Reproduce the entries verbatim from their start through the line containing "[(234, 61)]", both ends included. Omit the pictures from your copy.

(Point placement entries)
——

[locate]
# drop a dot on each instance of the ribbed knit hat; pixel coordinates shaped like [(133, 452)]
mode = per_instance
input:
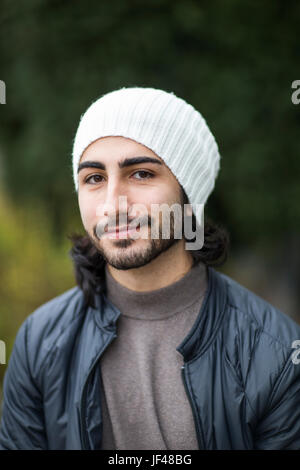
[(164, 123)]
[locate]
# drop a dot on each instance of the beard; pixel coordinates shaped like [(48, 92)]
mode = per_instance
[(122, 257)]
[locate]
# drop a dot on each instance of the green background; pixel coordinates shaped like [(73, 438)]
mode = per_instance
[(234, 61)]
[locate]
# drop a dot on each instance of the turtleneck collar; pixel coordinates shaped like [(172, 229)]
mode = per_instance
[(158, 303)]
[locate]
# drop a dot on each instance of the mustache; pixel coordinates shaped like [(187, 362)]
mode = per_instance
[(100, 228)]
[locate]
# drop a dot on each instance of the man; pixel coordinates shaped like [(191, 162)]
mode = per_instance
[(154, 349)]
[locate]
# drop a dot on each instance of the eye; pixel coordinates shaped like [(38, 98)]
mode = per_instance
[(93, 179), (144, 172)]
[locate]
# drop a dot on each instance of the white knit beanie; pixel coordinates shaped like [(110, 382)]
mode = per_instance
[(164, 123)]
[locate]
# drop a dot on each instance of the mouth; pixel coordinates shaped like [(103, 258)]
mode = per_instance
[(117, 231)]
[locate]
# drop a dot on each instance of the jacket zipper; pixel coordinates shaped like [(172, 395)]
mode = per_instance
[(196, 420), (84, 439)]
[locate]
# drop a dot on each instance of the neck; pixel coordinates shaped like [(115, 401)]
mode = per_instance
[(165, 269)]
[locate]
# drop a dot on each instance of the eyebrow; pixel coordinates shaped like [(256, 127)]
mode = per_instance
[(122, 164)]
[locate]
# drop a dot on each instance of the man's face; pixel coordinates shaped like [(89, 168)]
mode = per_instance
[(110, 168)]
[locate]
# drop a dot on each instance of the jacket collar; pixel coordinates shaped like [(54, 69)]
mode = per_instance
[(202, 332)]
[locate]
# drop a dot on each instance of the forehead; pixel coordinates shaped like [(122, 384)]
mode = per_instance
[(116, 148)]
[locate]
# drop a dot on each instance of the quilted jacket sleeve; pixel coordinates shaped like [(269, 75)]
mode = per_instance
[(279, 428), (22, 424)]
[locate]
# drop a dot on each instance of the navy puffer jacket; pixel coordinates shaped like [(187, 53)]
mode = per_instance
[(241, 373)]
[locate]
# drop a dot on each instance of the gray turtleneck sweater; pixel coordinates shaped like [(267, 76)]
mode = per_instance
[(144, 402)]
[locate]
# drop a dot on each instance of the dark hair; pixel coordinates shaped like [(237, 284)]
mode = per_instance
[(89, 264)]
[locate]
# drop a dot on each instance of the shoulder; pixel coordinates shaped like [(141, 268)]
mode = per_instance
[(54, 322)]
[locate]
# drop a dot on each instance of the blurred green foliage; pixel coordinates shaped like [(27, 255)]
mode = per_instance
[(33, 267), (234, 61)]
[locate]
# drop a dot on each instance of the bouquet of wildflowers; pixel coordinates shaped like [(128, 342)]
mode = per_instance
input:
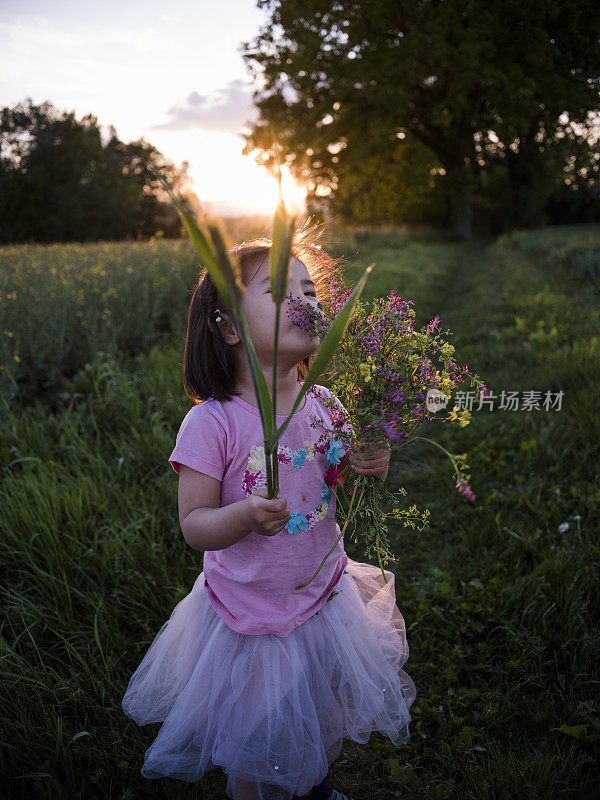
[(391, 379)]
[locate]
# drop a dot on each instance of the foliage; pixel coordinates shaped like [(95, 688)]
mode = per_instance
[(501, 602), (59, 182), (477, 84)]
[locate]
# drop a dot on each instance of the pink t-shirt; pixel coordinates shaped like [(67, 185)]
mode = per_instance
[(251, 584)]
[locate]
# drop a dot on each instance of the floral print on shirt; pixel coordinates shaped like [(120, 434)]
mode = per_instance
[(255, 477)]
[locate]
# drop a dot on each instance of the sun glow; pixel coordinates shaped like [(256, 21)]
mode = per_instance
[(220, 174)]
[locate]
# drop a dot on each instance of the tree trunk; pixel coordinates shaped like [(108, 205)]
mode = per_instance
[(458, 186)]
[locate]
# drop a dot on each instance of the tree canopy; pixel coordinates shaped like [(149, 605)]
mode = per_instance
[(60, 182), (498, 94)]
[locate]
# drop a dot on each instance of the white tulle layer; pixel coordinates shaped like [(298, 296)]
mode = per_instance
[(272, 711)]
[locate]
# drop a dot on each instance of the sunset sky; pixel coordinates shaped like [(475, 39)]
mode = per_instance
[(170, 72)]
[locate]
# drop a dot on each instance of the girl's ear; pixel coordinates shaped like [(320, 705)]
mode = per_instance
[(228, 330)]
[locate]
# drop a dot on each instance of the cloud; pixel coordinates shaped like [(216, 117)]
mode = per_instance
[(226, 110)]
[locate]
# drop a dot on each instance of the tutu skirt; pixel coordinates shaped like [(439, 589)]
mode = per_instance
[(272, 711)]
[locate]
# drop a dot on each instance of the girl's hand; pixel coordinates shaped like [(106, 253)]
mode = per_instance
[(371, 462), (265, 516)]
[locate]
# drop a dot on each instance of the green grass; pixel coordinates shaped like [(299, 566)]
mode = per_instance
[(501, 608)]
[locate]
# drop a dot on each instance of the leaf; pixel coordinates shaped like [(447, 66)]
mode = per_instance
[(283, 232), (223, 281), (328, 346)]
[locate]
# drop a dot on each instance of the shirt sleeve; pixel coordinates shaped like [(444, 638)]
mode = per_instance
[(201, 443)]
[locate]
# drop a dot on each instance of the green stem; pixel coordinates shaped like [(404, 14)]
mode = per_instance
[(425, 439), (274, 491)]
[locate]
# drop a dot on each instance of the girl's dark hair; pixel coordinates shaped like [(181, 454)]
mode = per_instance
[(208, 366)]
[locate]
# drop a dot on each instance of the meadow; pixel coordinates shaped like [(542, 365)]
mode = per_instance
[(501, 598)]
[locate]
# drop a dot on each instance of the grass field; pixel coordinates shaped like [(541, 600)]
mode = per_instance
[(502, 607)]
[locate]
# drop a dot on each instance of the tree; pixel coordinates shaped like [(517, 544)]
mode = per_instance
[(475, 82), (59, 182)]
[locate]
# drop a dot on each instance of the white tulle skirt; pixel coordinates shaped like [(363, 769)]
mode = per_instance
[(272, 711)]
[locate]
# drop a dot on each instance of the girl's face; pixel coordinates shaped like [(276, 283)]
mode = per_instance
[(294, 343)]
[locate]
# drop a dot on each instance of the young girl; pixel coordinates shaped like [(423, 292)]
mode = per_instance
[(250, 674)]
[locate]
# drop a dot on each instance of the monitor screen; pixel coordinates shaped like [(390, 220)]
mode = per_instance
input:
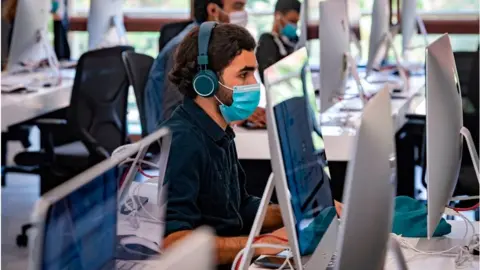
[(80, 229), (296, 64), (293, 101)]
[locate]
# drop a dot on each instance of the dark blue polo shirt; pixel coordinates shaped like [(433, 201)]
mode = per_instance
[(206, 184)]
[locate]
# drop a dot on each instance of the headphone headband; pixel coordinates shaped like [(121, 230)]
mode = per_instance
[(205, 83), (204, 34)]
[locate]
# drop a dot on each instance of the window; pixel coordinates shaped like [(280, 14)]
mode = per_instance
[(448, 6), (150, 8)]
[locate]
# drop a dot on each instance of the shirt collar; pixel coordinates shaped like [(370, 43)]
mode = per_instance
[(202, 120)]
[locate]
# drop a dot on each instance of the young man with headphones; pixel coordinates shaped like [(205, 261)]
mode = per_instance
[(214, 71)]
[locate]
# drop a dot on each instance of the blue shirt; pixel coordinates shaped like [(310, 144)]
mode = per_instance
[(154, 89), (206, 183)]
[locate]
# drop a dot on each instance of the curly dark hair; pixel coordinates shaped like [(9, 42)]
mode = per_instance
[(226, 42)]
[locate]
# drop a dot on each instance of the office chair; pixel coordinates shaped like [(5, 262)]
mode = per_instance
[(169, 31), (97, 116), (137, 66)]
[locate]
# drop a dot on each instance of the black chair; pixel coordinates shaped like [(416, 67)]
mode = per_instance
[(97, 116), (137, 66), (169, 31)]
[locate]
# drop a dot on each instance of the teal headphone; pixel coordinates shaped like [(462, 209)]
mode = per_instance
[(205, 82)]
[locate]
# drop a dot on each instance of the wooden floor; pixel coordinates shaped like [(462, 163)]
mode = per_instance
[(18, 198)]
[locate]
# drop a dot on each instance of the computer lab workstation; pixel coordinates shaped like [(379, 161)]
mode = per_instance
[(109, 202)]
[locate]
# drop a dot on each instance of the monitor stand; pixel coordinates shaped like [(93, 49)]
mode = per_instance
[(471, 148), (43, 44), (324, 251), (388, 40)]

——

■ **RESULT FOR THIS EXERCISE**
[locate]
# drop a dot on each instance of the ribbed knit hat; pixel coordinates shaped like [(133, 452)]
mode = per_instance
input:
[(164, 123)]
[locate]
# drop a dot on each instance of the beard; pixel coordinates shaped like [(48, 92)]
mode = per_instance
[(122, 257)]
[locate]
# drop a dot on each instance of the green background; pixel coordinates shaped like [(73, 438)]
mode = per_instance
[(234, 61)]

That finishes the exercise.